## Selection:
=======
Architects: Louis Warren Ross
Leach House is an approximately 33,000 square foot residential building on the Amherst campus of the University of Massachusetts. The building is one of ten structures that comprise the Northeast Residential Area of the University of Massachusetts Amherst. These ten buildings were uniformly designed in neo-Georgian style between 1935 and 1959, and laid out in a bilaterally symmetrical site plan surrounding an open grassed area that is known as the Quad (quadrangle). Originally designed as dormitories, the group includes Knowlton House, Hamlin House, Crabtree House, Leach House, Lyon House, Dwight House, Thatcher House, Lewis House, Arnold House and Johnson House. All continue to serve as dormitories in 2008, except for Arnold House, which was converted into offices in 1966.
The main planning axis of the Northeast Residential Area runs northeast-southwest, in a straight line between the central doors of Lewis House and Arnold House. This axis is the center line of the quadrangle’s bilateral symmetry, meaning that the building footprints and appearance of Hamlin, Leach, Dwight and Johnson Houses, located on the north side of the axis, are mirrored by the building footprints and appearance of Knowlton, Crabtree, Lyon and Thatcher Houses on the south side of the axis. The spatial relationship of Lewis House and Arnold House as the anchors of the planning axis is visually reinforced by the cupolas that top these two buildings.
In 1953 Crabtree House and Leach House were added, forming the beginnings of the north and south sides of the complex. Later buildings completed the east and west sides of the complex consistent with the existing spatial organization. In 1954, Arnold House completed the western edge of the area. A 1959 campus plan shows the complex complete, with a large parking area to the east of Arnold House in place. A 1969 oblique aerial photograph confirms the location of the parking area. A sand volleyball court has been added to the area to the east of the parking area. Although a new addition, the volleyball court does not impact the open character of the space, which is defined by a strong east-west axis of open lawn. Historic photographs do not show vegetation associated with Crabtree House or Leach House. All vegetation at the houses, consisting primarily of trees over lawn and shrubs at the buildings’ foundations, are new additions from the time the buildings were constructed.
=======
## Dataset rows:
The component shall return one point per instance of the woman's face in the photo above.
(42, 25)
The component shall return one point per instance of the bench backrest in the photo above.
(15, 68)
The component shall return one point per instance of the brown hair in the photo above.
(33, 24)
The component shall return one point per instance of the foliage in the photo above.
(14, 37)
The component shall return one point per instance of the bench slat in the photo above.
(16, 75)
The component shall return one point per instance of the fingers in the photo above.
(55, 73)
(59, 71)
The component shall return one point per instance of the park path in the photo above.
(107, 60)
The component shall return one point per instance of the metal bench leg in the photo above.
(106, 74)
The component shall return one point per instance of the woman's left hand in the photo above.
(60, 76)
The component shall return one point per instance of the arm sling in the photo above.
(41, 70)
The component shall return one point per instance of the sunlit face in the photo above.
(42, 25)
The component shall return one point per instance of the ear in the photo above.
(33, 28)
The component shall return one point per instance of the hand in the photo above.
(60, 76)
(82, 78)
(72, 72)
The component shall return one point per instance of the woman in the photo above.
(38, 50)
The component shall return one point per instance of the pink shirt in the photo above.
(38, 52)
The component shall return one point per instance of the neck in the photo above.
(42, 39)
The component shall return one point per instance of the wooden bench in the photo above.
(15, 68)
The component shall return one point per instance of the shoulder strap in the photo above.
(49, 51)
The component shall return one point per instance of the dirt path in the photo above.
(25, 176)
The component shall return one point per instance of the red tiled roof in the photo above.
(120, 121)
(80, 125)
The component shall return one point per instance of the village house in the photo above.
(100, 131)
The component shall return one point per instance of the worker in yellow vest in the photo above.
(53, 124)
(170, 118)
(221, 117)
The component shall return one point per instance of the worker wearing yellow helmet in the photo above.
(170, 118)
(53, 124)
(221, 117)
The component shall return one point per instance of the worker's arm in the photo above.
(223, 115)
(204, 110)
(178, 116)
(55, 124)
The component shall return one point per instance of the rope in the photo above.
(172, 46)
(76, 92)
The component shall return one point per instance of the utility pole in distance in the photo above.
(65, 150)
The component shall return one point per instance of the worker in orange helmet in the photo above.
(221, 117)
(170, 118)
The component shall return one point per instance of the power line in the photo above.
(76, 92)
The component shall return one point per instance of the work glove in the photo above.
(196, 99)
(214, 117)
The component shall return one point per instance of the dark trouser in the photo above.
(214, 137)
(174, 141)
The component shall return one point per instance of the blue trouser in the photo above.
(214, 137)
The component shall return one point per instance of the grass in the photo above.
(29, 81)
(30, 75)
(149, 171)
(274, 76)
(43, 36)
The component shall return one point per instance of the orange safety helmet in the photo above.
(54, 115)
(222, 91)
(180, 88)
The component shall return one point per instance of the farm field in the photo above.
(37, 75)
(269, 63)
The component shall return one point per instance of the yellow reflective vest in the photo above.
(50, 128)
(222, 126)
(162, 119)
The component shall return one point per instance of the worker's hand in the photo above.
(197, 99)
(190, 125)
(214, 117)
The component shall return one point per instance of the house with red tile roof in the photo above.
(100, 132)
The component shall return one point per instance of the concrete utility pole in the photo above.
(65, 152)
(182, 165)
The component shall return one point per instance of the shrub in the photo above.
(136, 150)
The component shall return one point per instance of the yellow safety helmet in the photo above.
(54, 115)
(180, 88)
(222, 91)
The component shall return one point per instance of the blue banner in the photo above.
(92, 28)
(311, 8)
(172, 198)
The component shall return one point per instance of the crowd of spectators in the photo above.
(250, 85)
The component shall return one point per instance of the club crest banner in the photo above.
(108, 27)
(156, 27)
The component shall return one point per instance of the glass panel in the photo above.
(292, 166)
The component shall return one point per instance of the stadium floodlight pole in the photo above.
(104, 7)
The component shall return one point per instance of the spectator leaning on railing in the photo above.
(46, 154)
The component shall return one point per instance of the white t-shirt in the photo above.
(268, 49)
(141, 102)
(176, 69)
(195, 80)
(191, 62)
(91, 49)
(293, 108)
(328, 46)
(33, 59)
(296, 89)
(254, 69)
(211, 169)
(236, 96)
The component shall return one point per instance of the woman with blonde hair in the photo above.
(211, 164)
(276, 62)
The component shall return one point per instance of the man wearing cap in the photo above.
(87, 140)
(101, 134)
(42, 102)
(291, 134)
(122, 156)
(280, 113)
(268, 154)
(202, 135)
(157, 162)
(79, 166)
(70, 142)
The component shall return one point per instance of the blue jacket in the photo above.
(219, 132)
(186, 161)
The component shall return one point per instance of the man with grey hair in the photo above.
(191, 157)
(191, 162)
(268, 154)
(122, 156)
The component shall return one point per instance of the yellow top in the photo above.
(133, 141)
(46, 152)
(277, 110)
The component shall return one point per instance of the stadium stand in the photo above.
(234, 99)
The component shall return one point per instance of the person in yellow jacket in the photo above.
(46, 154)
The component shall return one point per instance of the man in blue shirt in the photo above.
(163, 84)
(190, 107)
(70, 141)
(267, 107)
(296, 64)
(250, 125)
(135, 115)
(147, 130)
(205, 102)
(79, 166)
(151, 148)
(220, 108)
=======
## Tasks to perform:
(a) According to the Leach House description, in what year were Crabtree House and Leach House added to the Northeast Residential Area?
(b) Continue the Leach House description, picking up after its final sentence.

## Results for the exercise:
(a) 1953

(b)
The L-shaped building is 4-stories with a basement level accessible to grade at the rear (west) elevation. The north wing is 7 bays wide by 3 bays deep with a gable roof. The south wing is 8 wings wide by 3 bays deep and also has a gable roof that forms a hip at the building’s northeast corner. The main building entrance occurs at the 3 central bays of the south wing’s east elevation. These bays project from the façade and are distinguished by a cross gable. This elevation also includes a raised terrace and a 2-story wing with flat roof that serves as an accessible terrace. The terrace is bounded by a wrought-iron railing.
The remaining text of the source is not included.